Render every line of the records below as a Markdown table with two columns, Row for the row number and Line for the line itself. Skip blank lines and leave out the pictures.

Dataset extract:
==*==

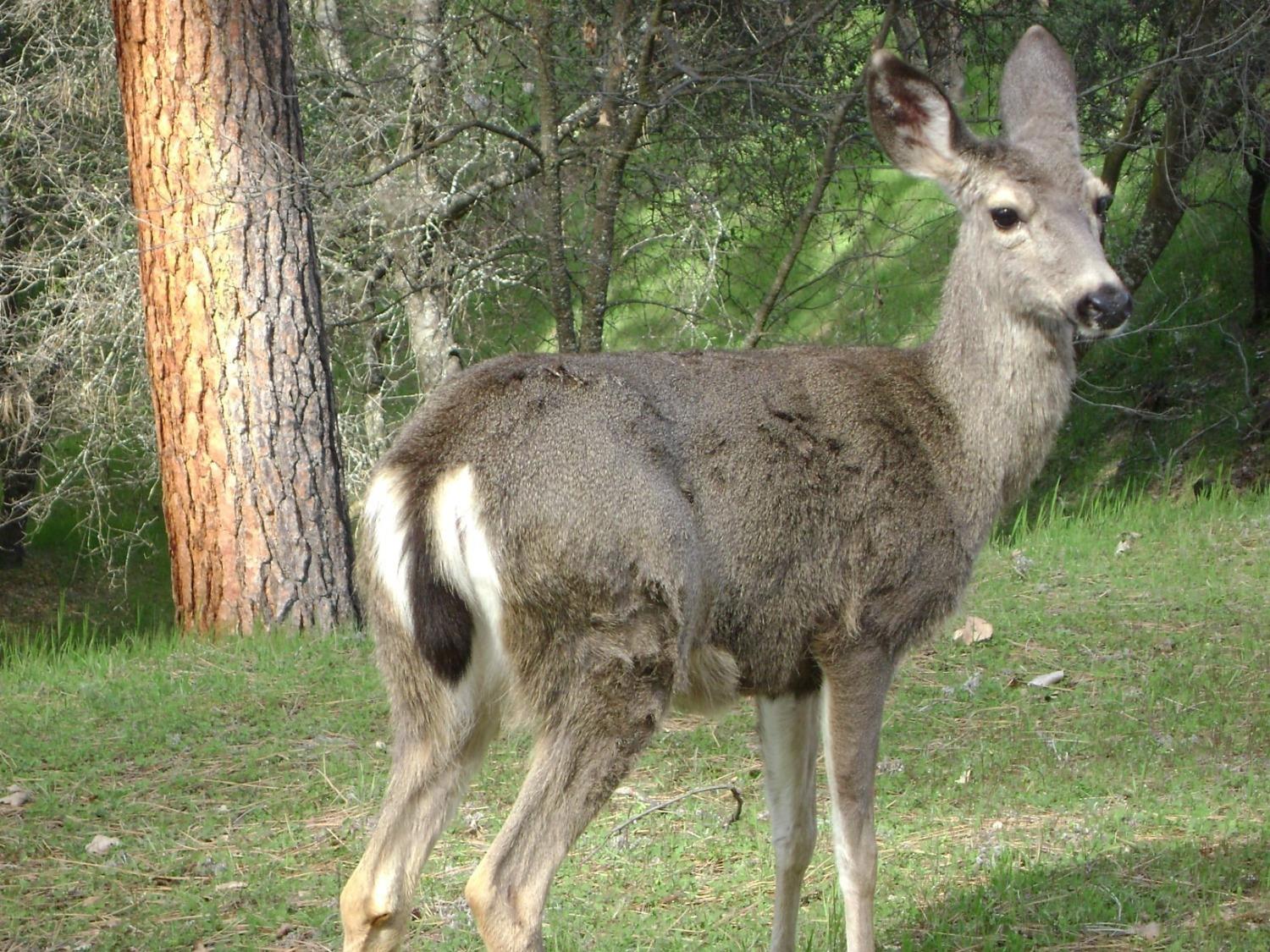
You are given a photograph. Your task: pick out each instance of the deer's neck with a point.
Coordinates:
(1008, 380)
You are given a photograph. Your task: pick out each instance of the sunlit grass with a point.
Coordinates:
(1123, 807)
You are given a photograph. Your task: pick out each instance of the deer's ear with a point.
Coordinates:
(1038, 96)
(914, 121)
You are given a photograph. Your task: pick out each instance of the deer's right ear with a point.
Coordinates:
(914, 121)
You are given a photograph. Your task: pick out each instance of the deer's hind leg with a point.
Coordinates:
(439, 740)
(594, 721)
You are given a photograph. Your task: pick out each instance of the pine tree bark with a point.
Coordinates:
(244, 409)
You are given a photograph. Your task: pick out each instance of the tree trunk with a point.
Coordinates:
(240, 377)
(559, 282)
(1259, 178)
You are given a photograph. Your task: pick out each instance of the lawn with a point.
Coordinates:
(1122, 807)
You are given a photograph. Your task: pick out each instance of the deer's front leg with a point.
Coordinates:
(789, 730)
(855, 690)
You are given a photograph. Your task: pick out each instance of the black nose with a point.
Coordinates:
(1107, 307)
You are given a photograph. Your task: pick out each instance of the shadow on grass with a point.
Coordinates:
(1190, 895)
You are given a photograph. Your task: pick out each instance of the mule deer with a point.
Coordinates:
(592, 537)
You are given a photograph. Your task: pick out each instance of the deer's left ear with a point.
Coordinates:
(914, 122)
(1038, 96)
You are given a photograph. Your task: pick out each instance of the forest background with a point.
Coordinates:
(488, 177)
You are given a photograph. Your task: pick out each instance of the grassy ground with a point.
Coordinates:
(1123, 807)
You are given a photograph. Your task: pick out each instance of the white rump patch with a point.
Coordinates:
(465, 560)
(386, 520)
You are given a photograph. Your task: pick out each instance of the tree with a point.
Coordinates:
(241, 388)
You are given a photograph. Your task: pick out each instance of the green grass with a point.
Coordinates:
(1130, 797)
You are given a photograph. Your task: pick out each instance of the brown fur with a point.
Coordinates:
(781, 523)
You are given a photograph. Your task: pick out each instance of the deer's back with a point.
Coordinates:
(764, 497)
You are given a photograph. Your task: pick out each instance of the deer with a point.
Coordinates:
(584, 540)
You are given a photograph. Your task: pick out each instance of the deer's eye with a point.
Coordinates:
(1005, 218)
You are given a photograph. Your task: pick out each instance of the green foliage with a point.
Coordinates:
(240, 777)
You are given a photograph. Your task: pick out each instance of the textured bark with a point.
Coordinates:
(422, 249)
(1259, 177)
(939, 23)
(559, 282)
(1130, 129)
(620, 132)
(240, 377)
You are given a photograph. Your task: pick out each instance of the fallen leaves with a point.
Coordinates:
(1046, 680)
(102, 845)
(1127, 540)
(975, 631)
(17, 797)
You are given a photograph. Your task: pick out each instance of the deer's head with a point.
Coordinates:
(1033, 215)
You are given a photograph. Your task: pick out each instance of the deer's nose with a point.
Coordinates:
(1107, 307)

==*==

Full answer:
| Row | Line |
|---|---|
| 1 | You are given a photograph. Your task: pick out each instance of the deer's neck with a point. |
| 2 | Coordinates: |
| 3 | (1008, 380) |
| 4 | You are given a photograph. Your task: pick out each instance of the sunlit grass with a point. |
| 5 | Coordinates: |
| 6 | (1123, 807) |
| 7 | You are given a photograph. Your task: pick out each instance of the deer's ear with a point. |
| 8 | Coordinates: |
| 9 | (1038, 96) |
| 10 | (914, 121) |
| 11 | You are given a photograph. Your task: pick out each instance of the deer's right ear with a point. |
| 12 | Coordinates: |
| 13 | (914, 121) |
| 14 | You are given a photograph. Your task: pick out each instance of the deer's hind leg with a point. |
| 15 | Coordinates: |
| 16 | (439, 740) |
| 17 | (594, 721) |
| 18 | You are given a photograph. Your task: pick out each instance of the pine tree bark with a point. |
| 19 | Coordinates: |
| 20 | (244, 409) |
| 21 | You are given a photograph. Your task: pick out each instance of the tree trunk with a point. |
| 22 | Coordinates: |
| 23 | (240, 377) |
| 24 | (559, 282) |
| 25 | (1259, 178) |
| 26 | You are given a photograph. Your task: pick out each instance of the lawn with a point. |
| 27 | Coordinates: |
| 28 | (1122, 807) |
| 29 | You are given a photograph. Your task: pick out each instance of the deer's front leg with a point. |
| 30 | Coordinates: |
| 31 | (789, 730) |
| 32 | (855, 690) |
| 33 | You are given a photograph. Your task: pick out each instance of the black nose with a point. |
| 34 | Coordinates: |
| 35 | (1107, 307) |
| 36 | You are given a photograph. Your task: pick out each instance of the shadow on grass with a point. |
| 37 | Coordinates: |
| 38 | (1190, 895) |
| 39 | You are given a photograph. Your task: pick out each instance of the mule deer with a point. |
| 40 | Coordinates: |
| 41 | (592, 537) |
| 42 | You are given a photograph. Your task: pick out each instance of the deer's left ear with a point. |
| 43 | Coordinates: |
| 44 | (914, 122) |
| 45 | (1038, 96) |
| 46 | You are given a photograph. Your task: pick out each instance of the forest background with a point. |
| 47 | Coordinates: |
| 48 | (488, 177) |
| 49 | You are given a photograph. Your task: pick out each instance of the grassy ground with a point. |
| 50 | Coordinates: |
| 51 | (1123, 807) |
| 52 | You are given a photograph. Your task: pick out each instance of the white rump patch with a point. |
| 53 | Coordinates: |
| 54 | (465, 560) |
| 55 | (386, 520) |
| 56 | You are given a photograph. Your task: pick out each instance of the tree with a point. |
| 57 | Coordinates: |
| 58 | (241, 388) |
| 59 | You are given a photograph. Your task: pick out each instance of the green grass with a point. |
| 60 | Coordinates: |
| 61 | (1130, 797) |
| 62 | You are given a photograph. Your task: pick out each instance of the brown fur with a point. |
| 63 | Coordinates: |
| 64 | (781, 523) |
| 65 | You are given a photograph. Your task: pick out each instance of the deer's back with a point. |
| 66 | Coordinates: |
| 67 | (764, 497) |
| 68 | You are given a photograph. Your task: pick out each instance of the deer with a point. |
| 69 | Coordinates: |
| 70 | (584, 540) |
| 71 | You are given a photograph. Your task: pick out each instance of the deer's eye with a point. |
| 72 | Coordinates: |
| 73 | (1005, 218) |
| 74 | You are given a photograph. Your task: pick out each instance of the green foliage with a point. |
| 75 | Coordinates: |
| 76 | (240, 777) |
| 77 | You are given a photograph. Your task: pick out each instance of the textured bark with a point. |
| 78 | Coordinates: |
| 79 | (422, 249) |
| 80 | (1259, 177) |
| 81 | (939, 23) |
| 82 | (559, 282) |
| 83 | (1130, 129) |
| 84 | (620, 132) |
| 85 | (240, 377) |
| 86 | You are given a photograph. Your task: pick out each instance of the fallen leaves with a point. |
| 87 | Coordinates: |
| 88 | (1046, 680) |
| 89 | (102, 845) |
| 90 | (1127, 540) |
| 91 | (975, 631) |
| 92 | (17, 797) |
| 93 | You are given a photograph. Your task: pick out each instance of the deer's head with a point. |
| 94 | Coordinates: |
| 95 | (1033, 215) |
| 96 | You are given a photograph. Your task: pick out each instance of the deer's nose with a point. |
| 97 | Coordinates: |
| 98 | (1107, 307) |